### WHAT YOU WILL DO
a – Print the passage on literary censorship from "Author Biography" to "of Melbourne, Australia)".
b – Continue the passage on literary censorship from the point where it stops.

### SOURCE EXTRACT
+++++

Though literature and censorship have been conceived as long-time adversaries, this collection seeks to understand the degree to which they have been dialectical terms, each producing the other, coeval and mutually constitutive.

On the one hand, literary censorship has been posited as not only inescapable but definitive, even foundational to speech itself. One the other, especially after the opening of the USSR's spekstrahn, those enormous collections of literature forbidden under the Soviets, the push to redefine censorship expansively has encountered cogent criticism. Scholars describing the centralised control of East German print publication, for example, have wanted to insist on the difference of pre-publication state censorship from more mundane forms of speech regulation in democracies. Work on South African apartheid censorship and book banning in colonial countries also demonstrates censorship's formative role in the institutional structures of literature beyond the metropole. Censorship and the Limits of the Literary examines these and other developments across twelve countries, from the Enlightenment to the present day, offering case studies from the French revolution to Internet China. Is literature ever without censorship? Does censorship need the literary? In a globalizing era for culture, does censorship represent the final, failed version of national control?

Author Biography

Nicole Moore is Associate Professor in English at the University of New South Wales, Canberra, Australia. She is the author of The Censor’s Library: Uncovering the Lost History of Australia’s Banned Books, which was shortlisted for the Prime Minister’s Australian History Prize 2013, and co-editor of The Literature of Australia (2009).

Table of Contents

Introduction – Nicole Moore

I
1. Censorship and Self-Censorship: Dissenting women writers, royal lives and the Queen Caroline Affair
Mary Spongberg (University of Technology, Australia)
2. ‘Son of George, we beseech thee’: Blasphemous Rejoice and the trials of William Hone.
Clara Tuite (University of Melbourne, Australia)

+++++

### DATA EXTRACT
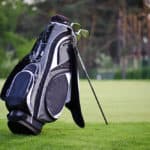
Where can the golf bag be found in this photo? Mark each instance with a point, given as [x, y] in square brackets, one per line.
[44, 81]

+++++

### RESPONSES
a –
Author Biography

Nicole Moore is Associate Professor in English at the University of New South Wales, Canberra, Australia. She is the author of The Censor’s Library: Uncovering the Lost History of Australia’s Banned Books, which was shortlisted for the Prime Minister’s Australian History Prize 2013, and co-editor of The Literature of Australia (2009).

Table of Contents

Introduction – Nicole Moore

I
1. Censorship and Self-Censorship: Dissenting women writers, royal lives and the Queen Caroline Affair
Mary Spongberg (University of Technology, Australia)
2. ‘Son of George, we beseech thee’: Blasphemous Rejoice and the trials of William Hone.
Clara Tuite (University of Melbourne, Australia)

b –
3. The Chastity of the Records: The paradox of censorship in nineteenth-century Anglo-American obscenity prosecutions
Karen Crawley (Griffith University, Australia)

II
4. The Sexual Life of Robinson Crusoe in Australia: Obscenity, empire, modernity
Nicole Moore (University of New South Wales, Canberra, Australia)
5. Controlling People and Controlling Ideas: Libel, surveillance, banishment and Indigenous literary expression in the Dutch East Indies, 1900-1942
Paul Tickell (University of New South Wales, Canberra, Australia)
6. ‘Adaptées aux milieux canadiens-français et catholiques’: Teaching librarians to be censors at l’École de bibliothécaires de l’Université de Montréal, 1937-1961
Geoffrey Little (Concordia University, Montreal)

III
7. ‘Follow me, my reader, and only me!’ Censorship, autonomous art and morality in Bulgakov’s The Master and Margarita
Ilona McCarter (Deakin University, Australia)
8. Curating the Enemy: British and Australian short stories in the German Democratic Republic
Christina Spittel (University of New South Wales, Canberra, Australia)
9. The Critic as Censor: The role of literary critics in South African Apartheid controls
Peter McDonald (St Hugh’s College, University of Oxford, UK)

IV
10. Censorship, Demotic Reading and American Pulp
Paula Rabinowitz (University of Minnesota, USA)
11. ‘With Your Own Face On’: The rise of uncensored confessions
Tyne Daile Sumner (University of Melbourne, Australia)
12. Out of the Shadows: The emergence of overt gay narratives in Australia, 1970-2010
Jeremy Fisher (University of New England, USA)

V
13. Censorship and the Rise of Iranian Women’s Memoir
Sanaz Fotouhi (University of New South Wales, Australia)
14. Egypt’s ‘Facebook Revolution’: Arab diaspora literature and censorship in the homeland
Jumana Bayeh (University of Edinburgh, UK)
15. Censorship and Value: Novel pathways in internet-age China
Lynda Ng (University of Oxford, UK)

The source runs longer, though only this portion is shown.